Lotsofswearwords · 05/09/2013 19:19

My lovely dh has always been a secretive bastard. Keeps all his papers, bank statements either in his office or under lock and key at home.
I tried snooping once and when I finally found the key to his filing cabinet I came across old love letters from his affair during his first marriage. I knew about her, but not about letters. No matter, you might be saying, its all in the past... But of course I'm not allowed same privilege, I have to get rid of such stuff! And being a very open person who doesn't hide things, I thought it better to chuck the lot. No regrets except anger at dh and his double standards.
Snooped today, actually on legit business, looking for online banking details of my and our joint accounts in the hope of being able to do this myself and not be forced to rely on dh. Same folder held details of an account worth about 15,000 pounds... Let me stress its not so much the money, its the secrecy and the actual lying to me that he has no spare cash. We put near equal amounts into joint account for utilities, he earns a lot more than me but pays maintence for dsd, school fees for dss... Any big expenditure we take out small loan together. I don't have a problem with this, I have own ds and even though I still feel like lp raising him, I'm capable and earn a wage.

Task: Can you give the post's stretch from "Lotsofswearwords · 05/09/2013" through "key at home." again, swapping "secretive" for "guarded"? The data that follows plays no part in this.

Provided data:

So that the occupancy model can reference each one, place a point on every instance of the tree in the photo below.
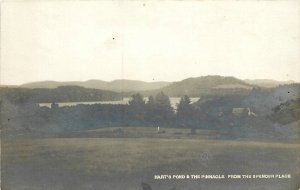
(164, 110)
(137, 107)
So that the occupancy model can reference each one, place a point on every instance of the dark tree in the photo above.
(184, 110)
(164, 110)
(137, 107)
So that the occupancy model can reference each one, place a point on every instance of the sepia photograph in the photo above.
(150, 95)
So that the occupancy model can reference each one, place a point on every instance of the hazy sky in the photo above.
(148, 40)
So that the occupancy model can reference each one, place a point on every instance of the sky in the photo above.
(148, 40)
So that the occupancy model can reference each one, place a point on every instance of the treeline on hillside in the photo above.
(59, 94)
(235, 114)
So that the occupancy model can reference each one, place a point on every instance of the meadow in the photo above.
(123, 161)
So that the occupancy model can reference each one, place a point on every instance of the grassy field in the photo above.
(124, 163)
---
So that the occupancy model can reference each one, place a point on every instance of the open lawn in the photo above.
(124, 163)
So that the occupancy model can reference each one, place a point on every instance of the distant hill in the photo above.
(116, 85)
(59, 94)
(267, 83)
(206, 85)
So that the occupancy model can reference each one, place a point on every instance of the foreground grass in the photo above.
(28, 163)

Finished answer:
Lotsofswearwords · 05/09/2013 19:19

My lovely dh has always been a guarded bastard. Keeps all his papers, bank statements either in his office or under lock and key at home.